Start of Data supplied
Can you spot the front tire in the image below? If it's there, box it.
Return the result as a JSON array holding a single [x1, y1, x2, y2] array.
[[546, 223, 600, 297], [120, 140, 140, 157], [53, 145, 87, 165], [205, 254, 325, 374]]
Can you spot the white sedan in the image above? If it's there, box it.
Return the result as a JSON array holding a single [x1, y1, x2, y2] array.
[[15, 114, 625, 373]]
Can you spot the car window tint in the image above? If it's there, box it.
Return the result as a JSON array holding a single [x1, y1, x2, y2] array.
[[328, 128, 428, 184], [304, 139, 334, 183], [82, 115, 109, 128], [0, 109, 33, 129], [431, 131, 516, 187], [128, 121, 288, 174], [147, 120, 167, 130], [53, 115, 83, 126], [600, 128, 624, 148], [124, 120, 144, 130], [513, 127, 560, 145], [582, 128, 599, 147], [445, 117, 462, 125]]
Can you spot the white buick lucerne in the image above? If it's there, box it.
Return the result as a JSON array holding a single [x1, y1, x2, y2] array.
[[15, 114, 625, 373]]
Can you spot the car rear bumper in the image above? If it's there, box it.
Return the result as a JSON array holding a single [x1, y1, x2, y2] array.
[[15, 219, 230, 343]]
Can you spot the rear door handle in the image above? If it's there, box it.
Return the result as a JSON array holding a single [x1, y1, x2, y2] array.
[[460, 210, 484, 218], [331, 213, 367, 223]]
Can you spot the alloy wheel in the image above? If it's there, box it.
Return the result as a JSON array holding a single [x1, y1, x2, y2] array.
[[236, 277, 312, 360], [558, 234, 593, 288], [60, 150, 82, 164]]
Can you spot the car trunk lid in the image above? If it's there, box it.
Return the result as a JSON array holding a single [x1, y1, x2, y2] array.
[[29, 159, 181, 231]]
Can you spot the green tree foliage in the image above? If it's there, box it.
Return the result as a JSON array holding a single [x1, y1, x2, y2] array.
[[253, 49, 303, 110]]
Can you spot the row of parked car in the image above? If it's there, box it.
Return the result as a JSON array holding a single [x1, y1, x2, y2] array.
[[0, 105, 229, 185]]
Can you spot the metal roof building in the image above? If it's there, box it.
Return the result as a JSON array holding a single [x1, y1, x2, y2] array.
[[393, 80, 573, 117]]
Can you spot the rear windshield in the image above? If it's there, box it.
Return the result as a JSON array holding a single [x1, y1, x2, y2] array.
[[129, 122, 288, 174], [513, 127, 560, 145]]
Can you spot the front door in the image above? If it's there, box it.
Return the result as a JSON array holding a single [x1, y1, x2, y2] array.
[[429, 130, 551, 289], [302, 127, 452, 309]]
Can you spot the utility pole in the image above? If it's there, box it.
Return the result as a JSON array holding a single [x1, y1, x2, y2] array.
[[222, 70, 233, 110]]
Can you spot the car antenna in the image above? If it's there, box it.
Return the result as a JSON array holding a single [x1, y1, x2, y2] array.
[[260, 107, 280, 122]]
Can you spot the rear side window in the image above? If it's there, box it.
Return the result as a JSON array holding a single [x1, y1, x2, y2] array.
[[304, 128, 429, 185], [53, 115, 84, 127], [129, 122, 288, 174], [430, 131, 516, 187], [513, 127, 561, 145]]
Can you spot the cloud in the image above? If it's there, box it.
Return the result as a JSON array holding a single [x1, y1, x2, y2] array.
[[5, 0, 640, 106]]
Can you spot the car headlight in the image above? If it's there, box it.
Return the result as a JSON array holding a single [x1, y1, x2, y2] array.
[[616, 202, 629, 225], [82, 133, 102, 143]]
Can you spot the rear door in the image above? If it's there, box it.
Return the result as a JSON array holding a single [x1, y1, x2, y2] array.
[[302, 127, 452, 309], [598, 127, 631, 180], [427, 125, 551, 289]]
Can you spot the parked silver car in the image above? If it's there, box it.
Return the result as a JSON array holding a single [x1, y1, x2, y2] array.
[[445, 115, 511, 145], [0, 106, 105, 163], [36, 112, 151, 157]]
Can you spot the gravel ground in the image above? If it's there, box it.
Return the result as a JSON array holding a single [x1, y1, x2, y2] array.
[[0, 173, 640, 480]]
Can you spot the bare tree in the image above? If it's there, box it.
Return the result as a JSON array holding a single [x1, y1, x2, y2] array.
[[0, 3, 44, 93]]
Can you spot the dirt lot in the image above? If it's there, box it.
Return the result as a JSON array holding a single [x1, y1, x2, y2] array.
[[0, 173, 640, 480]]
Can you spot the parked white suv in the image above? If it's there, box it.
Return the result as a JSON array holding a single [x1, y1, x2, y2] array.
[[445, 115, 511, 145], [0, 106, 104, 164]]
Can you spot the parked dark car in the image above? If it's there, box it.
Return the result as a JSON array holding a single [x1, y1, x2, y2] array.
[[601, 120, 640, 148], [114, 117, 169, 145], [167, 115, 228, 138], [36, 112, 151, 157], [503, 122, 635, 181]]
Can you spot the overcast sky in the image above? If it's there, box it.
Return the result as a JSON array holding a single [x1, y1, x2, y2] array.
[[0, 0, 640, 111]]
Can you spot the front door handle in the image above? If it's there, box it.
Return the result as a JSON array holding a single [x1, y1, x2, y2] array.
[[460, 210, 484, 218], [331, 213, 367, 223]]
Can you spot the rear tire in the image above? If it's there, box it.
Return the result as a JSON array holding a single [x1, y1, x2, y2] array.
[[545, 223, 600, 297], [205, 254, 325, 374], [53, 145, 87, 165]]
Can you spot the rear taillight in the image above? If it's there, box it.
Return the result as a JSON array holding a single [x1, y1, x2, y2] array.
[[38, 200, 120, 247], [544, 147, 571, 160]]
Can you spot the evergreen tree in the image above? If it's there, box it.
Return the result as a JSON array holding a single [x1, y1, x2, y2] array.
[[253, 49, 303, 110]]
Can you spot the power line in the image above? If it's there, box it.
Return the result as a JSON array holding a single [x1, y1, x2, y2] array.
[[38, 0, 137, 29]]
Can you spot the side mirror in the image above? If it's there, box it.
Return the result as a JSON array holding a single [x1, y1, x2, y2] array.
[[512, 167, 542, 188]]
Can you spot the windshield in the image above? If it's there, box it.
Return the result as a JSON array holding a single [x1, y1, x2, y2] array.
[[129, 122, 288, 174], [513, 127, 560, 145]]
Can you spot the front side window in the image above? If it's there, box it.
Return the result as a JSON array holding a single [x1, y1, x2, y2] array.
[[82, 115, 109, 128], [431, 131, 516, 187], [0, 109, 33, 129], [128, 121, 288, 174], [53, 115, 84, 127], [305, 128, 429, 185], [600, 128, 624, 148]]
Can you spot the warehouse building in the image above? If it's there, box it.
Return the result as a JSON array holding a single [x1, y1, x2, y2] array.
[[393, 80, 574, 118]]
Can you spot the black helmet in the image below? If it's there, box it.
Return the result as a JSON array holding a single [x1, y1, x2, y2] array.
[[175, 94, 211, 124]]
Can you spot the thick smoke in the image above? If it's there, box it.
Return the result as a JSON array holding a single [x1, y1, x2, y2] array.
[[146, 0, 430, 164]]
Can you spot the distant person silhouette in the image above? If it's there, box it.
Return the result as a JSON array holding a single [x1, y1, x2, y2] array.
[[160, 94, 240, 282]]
End of Data supplied
**Instructions to follow**
Reproduce all of the records above word for word, changing nothing.

**Right answer**
Can you spot the front tire in the image below? If it's there, box it.
Return the result as a JSON array holding a single [x1, y1, x2, y2] array.
[[546, 223, 600, 297], [120, 140, 140, 157], [53, 145, 87, 165], [205, 254, 325, 374]]
Can you spot the white sedan in the image above? If it's there, box it.
Return the result as a JSON array holding a single [x1, y1, x2, y2] array.
[[15, 114, 625, 373]]
Can you spot the car window tint in the image above? If it's there, box it.
Return the result as a JSON array holding a single [x1, y1, x2, y2] array.
[[328, 128, 428, 184], [304, 139, 334, 183], [82, 115, 109, 128], [0, 109, 33, 129], [431, 131, 516, 187], [128, 121, 288, 174], [147, 120, 167, 130], [53, 115, 83, 126], [600, 128, 624, 148], [124, 120, 144, 130], [513, 127, 560, 145], [582, 128, 599, 147], [445, 117, 462, 125]]
Can you spot the white buick lucerne in the image above? If it's there, box it.
Return the result as a JSON array holding a single [x1, y1, x2, y2] array.
[[15, 114, 625, 373]]
Can you spot the car rear bumper in the image above? If it's there, box it.
Return the result as a JSON array holding a single [x1, y1, x2, y2] array.
[[15, 219, 230, 343]]
Can you spot the rear door handle in the image above? If it's there, box it.
Return the result as a JSON array holding a single [x1, y1, x2, y2] array.
[[460, 210, 484, 218], [331, 213, 367, 223]]
Can you spot the alloy wheel in the image above? If it's there, box it.
Return the result as a JSON array holding a single [x1, y1, x2, y2] array.
[[236, 277, 312, 360], [558, 234, 593, 288], [60, 150, 82, 164]]
Can you spot the car trunk lid in the image above? If it's there, box it.
Return the result as a JSON array holding a single [x1, y1, x2, y2] array.
[[29, 159, 181, 231]]
Can you spot the green tree foliage in the image above? If it's there, box it.
Return the result as a JSON array holding a single [x1, y1, x2, y2] array.
[[253, 49, 303, 110]]
Can you spot the row of parked car in the image above? If it's there, box it.
Return the result as a JSON array holding a single [x1, y1, x2, y2] array.
[[0, 105, 229, 185]]
Can you spot the metal roof building in the image above? If it's there, box it.
Return the result as a JSON array holding a single [x1, y1, x2, y2] array.
[[393, 80, 573, 117]]
Can you spot the rear windshield in the image above? If it's there, box it.
Return the result as a JSON array holding a single [x1, y1, x2, y2] array.
[[129, 122, 288, 174], [513, 127, 560, 145]]
Can you spot the front door in the image above? If it's there, box it.
Return the result as a JSON array holding a single [x1, y1, x2, y2] array.
[[429, 130, 551, 289], [302, 127, 452, 309]]
Can you spot the utility pole in the image above? If it's there, box it.
Return the result as a JSON array holding a single [x1, y1, x2, y2] array.
[[222, 70, 233, 110]]
Can you spot the car antenna in the image above? If it's there, box it.
Return the result as a JSON array holding a single [x1, y1, x2, y2] array.
[[260, 107, 280, 122]]
Can you spot the rear side window in the image above? If it's there, box it.
Return the result as a JSON array holding a single [x1, y1, x2, y2] array.
[[304, 128, 429, 185], [53, 115, 84, 127], [129, 122, 288, 174], [430, 131, 516, 187], [513, 127, 561, 145]]
Can you spot the cloud in the image above? If it's there, box it.
Return the result as a JSON array holding a single [x1, y1, x2, y2] array.
[[5, 0, 640, 106]]
Can you spot the car headlight in the image above? If it's there, box it.
Return the result as a JSON array holding a single [x1, y1, x2, y2] array.
[[616, 202, 629, 225], [82, 133, 102, 143]]
Can you spot the rear door in the image above? If it's there, box it.
Return the result as a JSON array holding a single [x1, y1, x2, y2] array.
[[302, 127, 452, 309], [598, 127, 631, 180], [427, 125, 551, 289]]
Can you spot the parked silver car in the image above? If it's there, box it.
Return the result as a JSON array holding a single [x1, y1, x2, y2] array.
[[445, 115, 511, 145], [0, 106, 105, 163], [36, 112, 151, 157]]
Can you spot the gravel ground in the image above? If it's there, box it.
Return the result as a JSON array holding a single [x1, y1, x2, y2] array.
[[0, 173, 640, 480]]
Can you spot the bare tree in the image above? If it's there, box it.
Return the result as a JSON array holding a single [x1, y1, x2, y2] array.
[[0, 3, 44, 93]]
Can you spot the dirt lot in the image above? If it's there, box it.
Return the result as a JSON array holding a single [x1, y1, x2, y2] array.
[[0, 173, 640, 480]]
Can you spot the parked white suv in the image above? If it's there, box it.
Return the result as a JSON array holding a single [x1, y1, x2, y2] array.
[[445, 115, 511, 145], [0, 106, 104, 164]]
Can you spot the parked dark car in the image above? If it's there, box it.
Return the result as a JSON array holding a single [x1, y1, x2, y2] array.
[[601, 120, 640, 148], [114, 117, 169, 145], [167, 115, 228, 138], [36, 112, 151, 157], [503, 122, 635, 181]]
Can you spot the overcast sky in the image above? If it's there, box it.
Return the result as a JSON array holding a single [x1, y1, x2, y2] array.
[[0, 0, 640, 111]]
Can you spot the front door handle in the image above? If it's there, box it.
Return the result as a JSON array holding a single [x1, y1, x2, y2] array.
[[460, 210, 484, 218], [331, 213, 367, 223]]
Can you spot the rear tire in the image above? If it's there, box it.
Return the result as a JSON array holding a single [x1, y1, x2, y2] array.
[[545, 223, 600, 297], [205, 254, 325, 374], [53, 145, 87, 165]]
Can you spot the rear taillight in the image above? If it's there, box it.
Return the result as a JSON array holding a single [x1, y1, x2, y2] array.
[[38, 200, 120, 247], [544, 147, 571, 160]]
Can you spot the evergreen tree in the image above? If it's there, box it.
Return the result as a JSON array holding a single [x1, y1, x2, y2] array.
[[253, 49, 303, 110]]
Can you spot the power line in the image above? If it's there, box it.
Return the result as a JSON array holding a single [x1, y1, x2, y2] array.
[[38, 0, 137, 29]]
Can you spot the side mirror in the image above? If it's there, box it.
Return the result as a JSON array holding a single [x1, y1, x2, y2] array.
[[512, 167, 542, 188]]
Can you spot the windshield in the image above? If it's there, box it.
Return the result as a JSON array holding a single [x1, y1, x2, y2] array.
[[129, 122, 288, 174], [513, 127, 560, 145]]
Can you spot the front side window in the image above? If it's there, box it.
Return the result as a JSON array holding a single [x1, y1, x2, y2] array.
[[82, 115, 109, 128], [431, 131, 516, 187], [0, 109, 33, 129], [128, 121, 288, 174], [53, 115, 84, 127], [305, 128, 429, 185], [600, 128, 624, 148]]
Can you spot the warehouse building in the image above? If it's there, box it.
Return the result as a JSON array holding a single [x1, y1, x2, y2] array.
[[393, 80, 574, 118]]
Can you spot the black helmet in the image below? If it's there, box it.
Return the result as a JSON array holding a single [x1, y1, x2, y2] array.
[[175, 94, 211, 124]]
Can you spot the thick smoke in the image above? If it's there, box it.
Return the result as a JSON array holding a single [x1, y1, x2, y2] array.
[[146, 0, 430, 164]]
Can you spot the distant person silhouette in the image above? If it's there, box it.
Return the result as a JSON array holding a single [x1, y1, x2, y2] array.
[[160, 94, 240, 282]]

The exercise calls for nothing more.